:: Supplied information ::

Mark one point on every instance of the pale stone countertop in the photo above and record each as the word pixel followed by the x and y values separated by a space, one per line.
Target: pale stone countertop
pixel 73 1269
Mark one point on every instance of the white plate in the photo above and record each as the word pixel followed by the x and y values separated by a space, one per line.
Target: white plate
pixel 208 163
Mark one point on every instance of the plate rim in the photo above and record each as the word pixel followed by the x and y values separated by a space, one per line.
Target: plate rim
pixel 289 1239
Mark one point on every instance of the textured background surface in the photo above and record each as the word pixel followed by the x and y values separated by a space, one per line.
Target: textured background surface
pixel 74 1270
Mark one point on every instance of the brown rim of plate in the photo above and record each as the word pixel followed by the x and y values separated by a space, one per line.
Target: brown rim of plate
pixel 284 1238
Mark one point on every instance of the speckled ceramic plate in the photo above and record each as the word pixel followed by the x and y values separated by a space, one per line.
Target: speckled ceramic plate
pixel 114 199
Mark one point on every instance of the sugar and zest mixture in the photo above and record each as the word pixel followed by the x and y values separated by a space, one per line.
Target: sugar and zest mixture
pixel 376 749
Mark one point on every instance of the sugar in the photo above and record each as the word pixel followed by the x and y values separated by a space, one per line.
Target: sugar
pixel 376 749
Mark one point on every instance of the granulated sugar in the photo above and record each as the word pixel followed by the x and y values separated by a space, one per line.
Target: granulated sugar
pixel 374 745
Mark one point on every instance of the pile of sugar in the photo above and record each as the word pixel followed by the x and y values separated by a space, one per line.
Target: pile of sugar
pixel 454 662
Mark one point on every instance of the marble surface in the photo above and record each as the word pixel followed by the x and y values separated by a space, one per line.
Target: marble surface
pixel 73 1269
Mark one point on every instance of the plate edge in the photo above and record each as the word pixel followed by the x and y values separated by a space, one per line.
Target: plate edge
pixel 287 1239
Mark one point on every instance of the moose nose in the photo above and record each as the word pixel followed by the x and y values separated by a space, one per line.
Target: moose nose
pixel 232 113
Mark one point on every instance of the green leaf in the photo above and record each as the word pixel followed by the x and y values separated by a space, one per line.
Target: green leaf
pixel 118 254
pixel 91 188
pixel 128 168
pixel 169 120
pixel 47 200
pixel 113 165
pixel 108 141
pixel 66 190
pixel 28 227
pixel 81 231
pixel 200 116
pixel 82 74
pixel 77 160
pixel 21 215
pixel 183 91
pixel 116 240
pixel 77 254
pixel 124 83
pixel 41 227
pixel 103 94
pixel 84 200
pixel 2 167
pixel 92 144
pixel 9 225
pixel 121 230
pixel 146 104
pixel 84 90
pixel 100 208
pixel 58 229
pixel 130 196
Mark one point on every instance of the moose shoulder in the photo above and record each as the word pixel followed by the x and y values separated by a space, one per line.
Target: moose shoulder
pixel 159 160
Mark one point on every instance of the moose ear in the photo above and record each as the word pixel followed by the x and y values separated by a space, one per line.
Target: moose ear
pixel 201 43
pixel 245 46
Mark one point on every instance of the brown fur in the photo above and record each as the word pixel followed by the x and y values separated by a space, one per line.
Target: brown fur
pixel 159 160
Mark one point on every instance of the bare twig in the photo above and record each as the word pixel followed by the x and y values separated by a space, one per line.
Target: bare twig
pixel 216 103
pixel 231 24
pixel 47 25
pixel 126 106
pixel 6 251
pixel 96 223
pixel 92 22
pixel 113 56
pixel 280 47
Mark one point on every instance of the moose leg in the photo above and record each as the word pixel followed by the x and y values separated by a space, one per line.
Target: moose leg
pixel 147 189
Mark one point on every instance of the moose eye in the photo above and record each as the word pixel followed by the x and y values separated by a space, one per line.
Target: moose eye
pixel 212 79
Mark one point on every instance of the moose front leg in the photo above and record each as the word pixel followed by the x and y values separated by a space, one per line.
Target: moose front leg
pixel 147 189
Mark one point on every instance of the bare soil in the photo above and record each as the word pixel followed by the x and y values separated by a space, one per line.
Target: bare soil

:::

**What to do:** Output the lines above as a JSON list of strings, one string per line, leaving out any blank lines.

**Complete response:**
[
  "Mark one point on every instance of the pale stone countertop in the photo above and record each as the word pixel followed by the x and y values separated by a space, one per line.",
  "Target: pale stone countertop",
  "pixel 73 1269",
  "Mark one point on every instance of the white plate in the photo above and record each as the word pixel followed by the x and y values separated by a space, one per line.",
  "Target: white plate",
  "pixel 208 163",
  "Mark one point on every instance of the plate rim in the photo above and record each as the word pixel followed by the x and y values separated by a space, one per line.",
  "Target: plate rim",
  "pixel 289 1239",
  "Mark one point on every instance of the textured background surface in the photo above and record each as the word pixel followed by the x and y values separated by a space, one per line.",
  "Target: textured background surface",
  "pixel 74 1270",
  "Mark one point on every instance of the brown rim of plate in the photo above and record each as the word pixel followed by the x and y values separated by a space, one per line.",
  "Target: brown rim of plate",
  "pixel 284 1238",
  "Mark one point on every instance of the speckled ceramic plate in the photo above and record each as the word pixel followed by the x and y values separated by a space, one per line.",
  "Target: speckled ceramic plate",
  "pixel 114 199",
  "Mark one point on every instance of the sugar and zest mixture in the photo above and record each as the word pixel followed by the x and y values separated by a space, one per line.",
  "Target: sugar and zest mixture",
  "pixel 376 749",
  "Mark one point on every instance of the sugar in the photo above and record each as the word pixel followed by the x and y values separated by a space, one per line.",
  "Target: sugar",
  "pixel 376 749",
  "Mark one point on every instance of the granulated sugar in the photo above and record each as the word pixel followed by the x and y values separated by a space, one per line.",
  "Target: granulated sugar",
  "pixel 374 745",
  "Mark one point on every instance of the pile of sugar in the photo above and record each as the word pixel followed by the x and y values separated by a space, one per line.",
  "Target: pile of sugar",
  "pixel 454 662",
  "Mark one point on every instance of the marble surface in the photo above and record each as the word pixel followed by the x and y values separated by a space, one per line.",
  "Target: marble surface",
  "pixel 73 1269",
  "Mark one point on every instance of the plate edge in the photo above and record each as the word pixel followed by the x and y values separated by a space, one per line.",
  "Target: plate edge",
  "pixel 287 1239",
  "Mark one point on every instance of the moose nose in the photo above and record each as the word pixel followed by the x and y values separated by a space, one per line.",
  "Target: moose nose",
  "pixel 232 113",
  "Mark one point on every instance of the green leaf in the photo above and record each as the word pixel followed by the x and y values separated by a space, one per line.",
  "Target: green leaf",
  "pixel 118 254",
  "pixel 91 188",
  "pixel 128 168",
  "pixel 169 120",
  "pixel 47 200",
  "pixel 113 165",
  "pixel 108 141",
  "pixel 66 190",
  "pixel 28 227",
  "pixel 81 231",
  "pixel 200 116",
  "pixel 82 74",
  "pixel 77 160",
  "pixel 21 215",
  "pixel 183 91",
  "pixel 116 240",
  "pixel 77 254",
  "pixel 124 83",
  "pixel 41 227",
  "pixel 103 94",
  "pixel 84 200",
  "pixel 2 167",
  "pixel 92 144",
  "pixel 9 225",
  "pixel 121 230",
  "pixel 146 104",
  "pixel 84 90",
  "pixel 100 208",
  "pixel 58 229",
  "pixel 130 196",
  "Mark one point on every instance of the moose shoulder in the photo above and record each as the word pixel followed by the x and y values separated by a space, one per line.",
  "Target: moose shoulder",
  "pixel 159 160",
  "Mark one point on every instance of the moose ear in the photo above and record each as the word pixel followed by the x and y values separated by a space, one per line.",
  "Target: moose ear",
  "pixel 201 43",
  "pixel 245 46",
  "Mark one point on every instance of the brown fur in the photo above and record each as the word pixel followed by the x and y values separated by a space, one per line.",
  "Target: brown fur",
  "pixel 159 160",
  "Mark one point on every instance of the bare twig in the photo above and record each as the word pixel followed by the x and y values separated by a space, one per line.",
  "Target: bare twig",
  "pixel 216 103",
  "pixel 231 24",
  "pixel 47 25",
  "pixel 126 106",
  "pixel 6 251",
  "pixel 96 223",
  "pixel 92 22",
  "pixel 113 56",
  "pixel 280 47",
  "Mark one point on every instance of the moose leg in the photo above and record each as the word pixel followed by the x and y values separated by a space, one per line.",
  "Target: moose leg",
  "pixel 147 189",
  "Mark one point on every instance of the moose eye in the photo above and record each as the word pixel followed by the x and y values separated by a space, one per line.",
  "Target: moose eye",
  "pixel 212 79",
  "Mark one point on every instance of the moose front leg in the photo above and record each as the word pixel followed by the x and y values separated by a space, one per line.",
  "Target: moose front leg",
  "pixel 147 189",
  "Mark one point on every instance of the bare soil in the photo above and record each as the word pixel followed by the x and y values separated by a space, one per line.",
  "Target: bare soil"
]